** Input records **
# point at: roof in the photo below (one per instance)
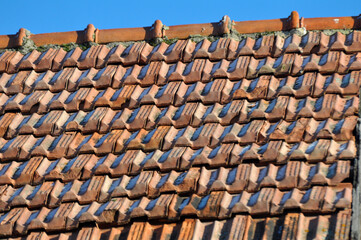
(237, 138)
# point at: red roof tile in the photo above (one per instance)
(248, 138)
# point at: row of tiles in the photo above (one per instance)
(131, 97)
(181, 50)
(150, 184)
(185, 124)
(25, 147)
(212, 141)
(291, 226)
(202, 71)
(217, 205)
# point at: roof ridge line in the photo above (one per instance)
(159, 30)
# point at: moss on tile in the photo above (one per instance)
(29, 45)
(199, 38)
(114, 44)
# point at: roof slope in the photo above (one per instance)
(231, 139)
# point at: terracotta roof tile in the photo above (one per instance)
(249, 138)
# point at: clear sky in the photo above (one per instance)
(68, 15)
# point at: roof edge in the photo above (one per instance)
(159, 30)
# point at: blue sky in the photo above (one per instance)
(69, 15)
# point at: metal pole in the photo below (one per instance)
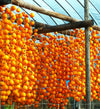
(87, 57)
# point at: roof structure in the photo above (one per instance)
(72, 8)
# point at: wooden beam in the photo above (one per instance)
(4, 2)
(30, 6)
(21, 3)
(74, 25)
(39, 25)
(24, 4)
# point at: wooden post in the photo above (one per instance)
(87, 57)
(66, 26)
(0, 93)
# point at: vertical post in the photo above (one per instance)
(0, 93)
(87, 57)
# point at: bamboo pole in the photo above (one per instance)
(66, 26)
(26, 5)
(87, 57)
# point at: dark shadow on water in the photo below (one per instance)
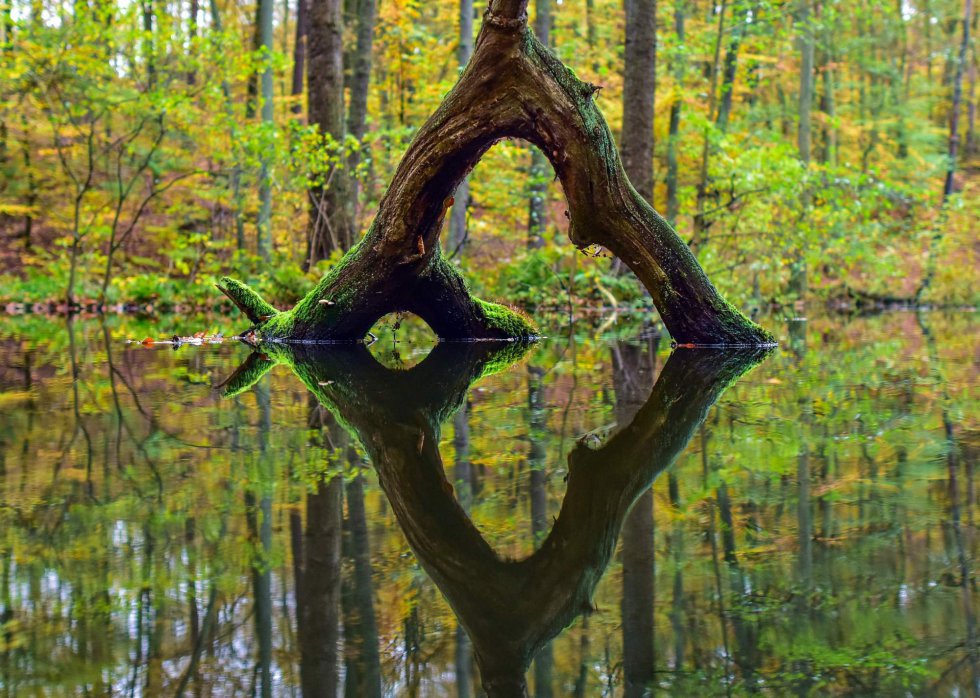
(509, 609)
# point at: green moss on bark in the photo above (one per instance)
(502, 319)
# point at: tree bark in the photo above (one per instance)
(299, 53)
(329, 228)
(357, 112)
(955, 107)
(516, 88)
(639, 90)
(675, 117)
(806, 80)
(264, 228)
(461, 202)
(739, 17)
(537, 215)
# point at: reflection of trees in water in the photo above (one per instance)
(886, 564)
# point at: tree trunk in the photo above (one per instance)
(357, 116)
(329, 227)
(806, 80)
(955, 107)
(639, 90)
(537, 216)
(675, 117)
(461, 202)
(195, 10)
(739, 17)
(299, 53)
(263, 238)
(700, 221)
(513, 87)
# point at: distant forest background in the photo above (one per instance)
(805, 150)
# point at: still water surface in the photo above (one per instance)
(216, 522)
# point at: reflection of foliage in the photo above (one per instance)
(862, 399)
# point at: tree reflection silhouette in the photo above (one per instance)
(510, 609)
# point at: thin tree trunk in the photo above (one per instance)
(955, 107)
(357, 117)
(264, 228)
(700, 222)
(148, 48)
(970, 148)
(513, 87)
(675, 117)
(806, 80)
(299, 54)
(639, 90)
(461, 202)
(195, 10)
(798, 276)
(739, 17)
(537, 219)
(329, 228)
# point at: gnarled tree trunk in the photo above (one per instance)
(513, 87)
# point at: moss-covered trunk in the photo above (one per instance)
(513, 87)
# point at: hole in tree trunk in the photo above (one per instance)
(404, 339)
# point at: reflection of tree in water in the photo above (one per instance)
(510, 609)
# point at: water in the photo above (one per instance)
(305, 529)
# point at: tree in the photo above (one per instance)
(510, 609)
(329, 229)
(264, 230)
(537, 215)
(639, 90)
(299, 53)
(955, 107)
(673, 134)
(398, 266)
(461, 202)
(357, 115)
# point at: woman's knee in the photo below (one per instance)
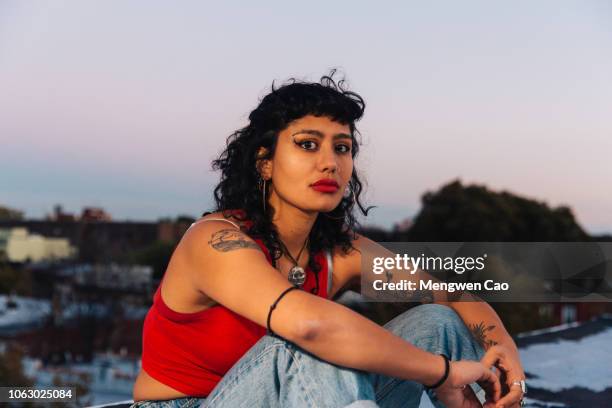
(427, 320)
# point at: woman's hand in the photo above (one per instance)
(455, 393)
(509, 370)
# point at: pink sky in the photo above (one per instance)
(124, 106)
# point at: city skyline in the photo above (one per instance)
(121, 106)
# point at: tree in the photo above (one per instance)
(474, 213)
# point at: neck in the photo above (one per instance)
(293, 224)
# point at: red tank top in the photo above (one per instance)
(191, 352)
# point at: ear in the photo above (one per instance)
(264, 166)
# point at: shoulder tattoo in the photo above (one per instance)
(231, 239)
(479, 331)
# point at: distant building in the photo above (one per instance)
(10, 214)
(111, 276)
(60, 216)
(95, 214)
(18, 245)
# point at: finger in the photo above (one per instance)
(470, 397)
(513, 397)
(491, 385)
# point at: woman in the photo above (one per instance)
(265, 258)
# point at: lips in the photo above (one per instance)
(325, 186)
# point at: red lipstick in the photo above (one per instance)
(325, 186)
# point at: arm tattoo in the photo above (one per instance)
(479, 331)
(230, 239)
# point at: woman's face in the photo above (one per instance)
(311, 150)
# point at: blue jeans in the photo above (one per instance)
(277, 373)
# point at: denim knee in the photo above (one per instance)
(436, 328)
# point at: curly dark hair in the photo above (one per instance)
(238, 188)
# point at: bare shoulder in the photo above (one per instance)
(347, 265)
(216, 232)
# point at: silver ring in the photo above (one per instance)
(520, 383)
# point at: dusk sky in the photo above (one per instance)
(123, 104)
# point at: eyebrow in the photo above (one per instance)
(318, 133)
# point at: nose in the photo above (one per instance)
(328, 161)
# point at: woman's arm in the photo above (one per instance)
(484, 323)
(229, 267)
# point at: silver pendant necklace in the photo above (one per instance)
(297, 275)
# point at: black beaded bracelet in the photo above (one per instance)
(270, 331)
(444, 377)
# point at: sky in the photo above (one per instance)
(123, 104)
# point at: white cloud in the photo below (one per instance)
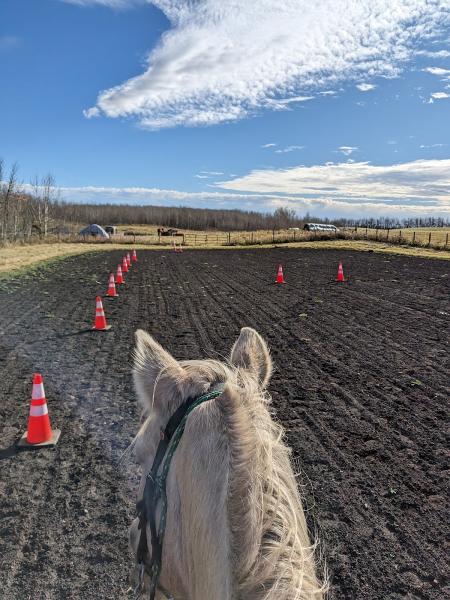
(283, 103)
(366, 87)
(289, 149)
(347, 150)
(434, 54)
(440, 95)
(321, 202)
(107, 3)
(445, 73)
(91, 113)
(222, 61)
(421, 182)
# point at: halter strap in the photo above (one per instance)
(155, 490)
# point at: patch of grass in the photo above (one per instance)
(23, 260)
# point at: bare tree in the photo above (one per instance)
(8, 192)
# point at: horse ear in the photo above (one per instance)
(150, 359)
(250, 351)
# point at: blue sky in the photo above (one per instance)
(341, 109)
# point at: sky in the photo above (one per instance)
(339, 108)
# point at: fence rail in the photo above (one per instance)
(436, 238)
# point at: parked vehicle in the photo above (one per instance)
(320, 227)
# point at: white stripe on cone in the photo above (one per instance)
(38, 411)
(38, 391)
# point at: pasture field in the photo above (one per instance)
(361, 385)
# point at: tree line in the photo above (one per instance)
(39, 212)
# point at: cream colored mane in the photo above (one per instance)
(235, 524)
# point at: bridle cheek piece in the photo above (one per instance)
(155, 491)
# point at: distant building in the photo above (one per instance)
(319, 227)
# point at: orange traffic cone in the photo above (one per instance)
(280, 277)
(340, 276)
(100, 319)
(39, 432)
(119, 276)
(112, 292)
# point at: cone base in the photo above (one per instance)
(22, 443)
(107, 328)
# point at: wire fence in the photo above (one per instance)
(437, 238)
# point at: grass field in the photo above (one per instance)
(14, 259)
(360, 385)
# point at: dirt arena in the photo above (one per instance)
(361, 384)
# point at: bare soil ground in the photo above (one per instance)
(361, 385)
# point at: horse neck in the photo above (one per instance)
(197, 544)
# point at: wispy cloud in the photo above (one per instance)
(440, 95)
(424, 183)
(224, 61)
(366, 87)
(345, 189)
(347, 150)
(107, 3)
(445, 73)
(434, 54)
(289, 149)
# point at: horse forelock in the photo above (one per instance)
(269, 549)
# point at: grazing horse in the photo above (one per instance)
(234, 525)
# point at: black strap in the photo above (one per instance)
(146, 507)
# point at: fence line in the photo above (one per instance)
(412, 237)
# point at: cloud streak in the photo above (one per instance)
(319, 205)
(420, 182)
(223, 61)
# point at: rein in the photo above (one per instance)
(155, 491)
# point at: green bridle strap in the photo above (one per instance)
(160, 480)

** Requirement **
Rewrite every line of the items above as a JSON list of strings, one string per line, skipping blank lines and leaving out the pictures.

** Solved problem **
[
  "# point at: roof in the photo below (one per instance)",
  "(237, 138)",
  "# point at: red roof tile in the photo above (one per instance)",
  "(248, 138)",
  "# point at: row of tiles in the photo above (one per instance)",
  "(131, 97)",
  "(181, 50)",
  "(150, 184)",
  "(185, 124)",
  "(25, 147)",
  "(212, 141)",
  "(291, 226)",
  "(202, 71)",
  "(217, 205)",
  "# point at: roof ridge line in the photo above (one per instance)",
  "(159, 30)",
  "# point at: moss on tile in the photo above (one per instance)",
  "(29, 45)",
  "(199, 38)",
  "(114, 44)",
  "# point at: roof slope in the photo above (one per instance)",
  "(231, 139)",
  "# point at: terracotta roof tile in the photo above (one per instance)",
  "(249, 138)",
  "# point at: clear sky in the photo above (one per instance)",
  "(68, 15)",
  "# point at: roof edge in the photo above (one per instance)",
  "(159, 30)",
  "# point at: blue sky in the photo above (one per instance)",
  "(69, 15)",
  "# point at: metal pole in the photo below (one per instance)",
  "(87, 57)",
  "# point at: roof structure in the photo above (one per instance)",
  "(72, 8)",
  "# point at: wooden beam in the photo above (one per instance)",
  "(4, 2)",
  "(30, 6)",
  "(21, 3)",
  "(74, 25)",
  "(39, 25)",
  "(24, 4)",
  "# point at: wooden post in the photo above (one per instance)",
  "(87, 57)",
  "(66, 26)",
  "(0, 93)",
  "# point at: vertical post in the photo above (one per instance)",
  "(0, 93)",
  "(87, 57)",
  "# point at: bamboo pole in the photo above (one per instance)",
  "(66, 26)",
  "(26, 5)",
  "(87, 57)",
  "# point at: dark shadow on water in the photo below (one per instance)",
  "(509, 609)",
  "# point at: green moss on bark in the photo above (one per instance)",
  "(502, 319)",
  "# point at: tree bark in the photo above (one per instance)",
  "(299, 53)",
  "(329, 228)",
  "(357, 112)",
  "(955, 107)",
  "(516, 88)",
  "(639, 90)",
  "(675, 117)",
  "(806, 80)",
  "(264, 228)",
  "(461, 202)",
  "(739, 17)",
  "(537, 215)",
  "# point at: reflection of trees in water in the photo above (one per instance)",
  "(886, 564)",
  "# point at: tree trunk in the photo above (one per instance)",
  "(357, 116)",
  "(329, 227)",
  "(806, 80)",
  "(955, 107)",
  "(639, 90)",
  "(537, 216)",
  "(675, 117)",
  "(461, 202)",
  "(195, 10)",
  "(739, 17)",
  "(299, 53)",
  "(263, 238)",
  "(700, 221)",
  "(513, 87)",
  "# point at: distant forest background in the photo above (one per instance)",
  "(805, 150)",
  "# point at: still water surface in the photo above (one per instance)",
  "(216, 522)",
  "# point at: reflection of foliage in the photo above (one per instance)",
  "(862, 399)",
  "# point at: tree reflection silhouette in the photo above (one per instance)",
  "(510, 609)",
  "# point at: thin tree trunk in the photo above (one per instance)",
  "(955, 107)",
  "(357, 117)",
  "(264, 228)",
  "(700, 222)",
  "(148, 48)",
  "(970, 148)",
  "(513, 87)",
  "(675, 117)",
  "(806, 80)",
  "(299, 54)",
  "(639, 90)",
  "(461, 202)",
  "(195, 10)",
  "(798, 276)",
  "(739, 17)",
  "(537, 219)",
  "(329, 228)",
  "# point at: gnarled tree trunk in the photo above (one per instance)",
  "(513, 87)",
  "# point at: moss-covered trunk in the photo above (one per instance)",
  "(513, 87)",
  "# point at: hole in tree trunk in the photo above (one per instance)",
  "(404, 339)",
  "# point at: reflection of tree in water in the photo above (one per instance)",
  "(510, 609)",
  "# point at: water in the photo above (one per instance)",
  "(305, 529)",
  "# point at: tree in the photo above (one per instance)",
  "(510, 609)",
  "(329, 229)",
  "(264, 230)",
  "(537, 215)",
  "(639, 90)",
  "(299, 53)",
  "(955, 107)",
  "(673, 134)",
  "(398, 266)",
  "(461, 202)",
  "(357, 115)",
  "# point at: woman's knee in the photo below (one per instance)",
  "(427, 320)",
  "# point at: woman's hand in the photo above (one per instance)",
  "(455, 393)",
  "(509, 370)",
  "# point at: pink sky in the photo above (one per instance)",
  "(124, 106)",
  "# point at: city skyline in the photo above (one per instance)",
  "(121, 106)",
  "# point at: tree in the photo above (one per instance)",
  "(474, 213)",
  "# point at: neck in the photo above (one per instance)",
  "(293, 224)",
  "# point at: red tank top in the photo above (one per instance)",
  "(191, 352)",
  "# point at: ear in the photo above (one per instance)",
  "(264, 166)",
  "# point at: shoulder tattoo in the photo above (one per instance)",
  "(231, 239)",
  "(479, 331)",
  "# point at: distant building in the photo above (one per instance)",
  "(10, 214)",
  "(111, 276)",
  "(60, 216)",
  "(95, 214)",
  "(18, 245)",
  "# point at: finger in the photo above (one per instance)",
  "(470, 397)",
  "(513, 397)",
  "(491, 385)",
  "# point at: woman in the photo above (one per instance)",
  "(265, 258)",
  "# point at: lips in the photo above (one per instance)",
  "(325, 186)",
  "# point at: red lipstick in the photo above (one per instance)",
  "(325, 186)",
  "# point at: arm tattoo in the photo above (one per instance)",
  "(479, 331)",
  "(230, 239)",
  "# point at: woman's face in the photo above (one per instance)",
  "(311, 150)",
  "# point at: blue jeans in the photo above (one per instance)",
  "(277, 373)",
  "# point at: denim knee in the photo above (one per instance)",
  "(436, 328)",
  "# point at: curly dark hair in the photo above (one per instance)",
  "(238, 188)",
  "# point at: bare shoulder in the photo above (one per instance)",
  "(347, 265)",
  "(216, 232)",
  "# point at: silver ring in the photo above (one per instance)",
  "(520, 383)",
  "# point at: dusk sky in the photo above (one per instance)",
  "(123, 104)",
  "# point at: eyebrow in the photo above (one per instance)",
  "(318, 133)",
  "# point at: nose in the photo above (one per instance)",
  "(328, 161)",
  "# point at: woman's arm in the photo above (one per instance)",
  "(484, 323)",
  "(229, 267)",
  "# point at: silver pendant necklace in the photo above (one per instance)",
  "(297, 275)",
  "# point at: black beaded bracelet in the photo above (one per instance)",
  "(270, 331)",
  "(444, 377)",
  "# point at: sky in the photo above (one per instance)",
  "(123, 104)",
  "# point at: white cloud in the photo below (one per instance)",
  "(283, 103)",
  "(366, 87)",
  "(289, 149)",
  "(347, 150)",
  "(434, 54)",
  "(440, 95)",
  "(321, 202)",
  "(107, 3)",
  "(445, 73)",
  "(91, 113)",
  "(222, 61)",
  "(421, 182)",
  "# point at: halter strap in the photo above (one per instance)",
  "(155, 490)",
  "# point at: patch of grass in the photo above (one per instance)",
  "(23, 260)",
  "# point at: bare tree in the photo above (one per instance)",
  "(8, 192)",
  "# point at: horse ear in the photo above (one per instance)",
  "(150, 359)",
  "(250, 351)",
  "# point at: blue sky in the photo above (one per instance)",
  "(341, 109)",
  "# point at: sky in the photo above (one per instance)",
  "(339, 108)",
  "# point at: fence rail in the photo above (one per instance)",
  "(436, 238)",
  "# point at: parked vehicle in the photo above (one per instance)",
  "(320, 227)",
  "# point at: white stripe on cone in the photo above (one per instance)",
  "(38, 411)",
  "(38, 391)",
  "# point at: pasture field in the photo above (one per instance)",
  "(361, 385)",
  "# point at: tree line in the photo above (one per instance)",
  "(39, 212)",
  "# point at: cream colored mane in the photo above (one per instance)",
  "(235, 524)",
  "# point at: bridle cheek piece in the photo above (one per instance)",
  "(155, 491)",
  "# point at: distant building in the photo above (one per instance)",
  "(319, 227)",
  "# point at: orange traffic cone in the photo above (one per instance)",
  "(280, 277)",
  "(340, 276)",
  "(100, 319)",
  "(39, 432)",
  "(119, 276)",
  "(112, 292)",
  "# point at: cone base in the photo above (one per instance)",
  "(22, 443)",
  "(107, 328)",
  "# point at: wire fence in the photo above (one per instance)",
  "(437, 238)",
  "# point at: grass field in the photo above (one per instance)",
  "(14, 259)",
  "(360, 385)",
  "# point at: dirt arena in the photo above (one per instance)",
  "(361, 384)",
  "# point at: bare soil ground in the photo above (one per instance)",
  "(361, 385)",
  "# point at: horse neck in the photo above (one per instance)",
  "(197, 544)",
  "# point at: wispy cloud in the photo above (one per instance)",
  "(440, 95)",
  "(424, 183)",
  "(224, 61)",
  "(366, 87)",
  "(345, 189)",
  "(347, 150)",
  "(107, 3)",
  "(445, 73)",
  "(434, 54)",
  "(289, 149)",
  "# point at: horse forelock in the photo above (one per instance)",
  "(269, 549)",
  "# point at: grazing horse in the photo above (one per instance)",
  "(234, 525)",
  "# point at: black strap in the photo above (one per instance)",
  "(146, 507)",
  "# point at: fence line in the photo above (one per instance)",
  "(412, 237)",
  "# point at: cloud streak in the photo above (one per instance)",
  "(319, 205)",
  "(420, 182)",
  "(223, 61)",
  "# point at: rein in the photo above (one per instance)",
  "(155, 491)",
  "# point at: green bridle strap in the photo above (one per instance)",
  "(160, 480)"
]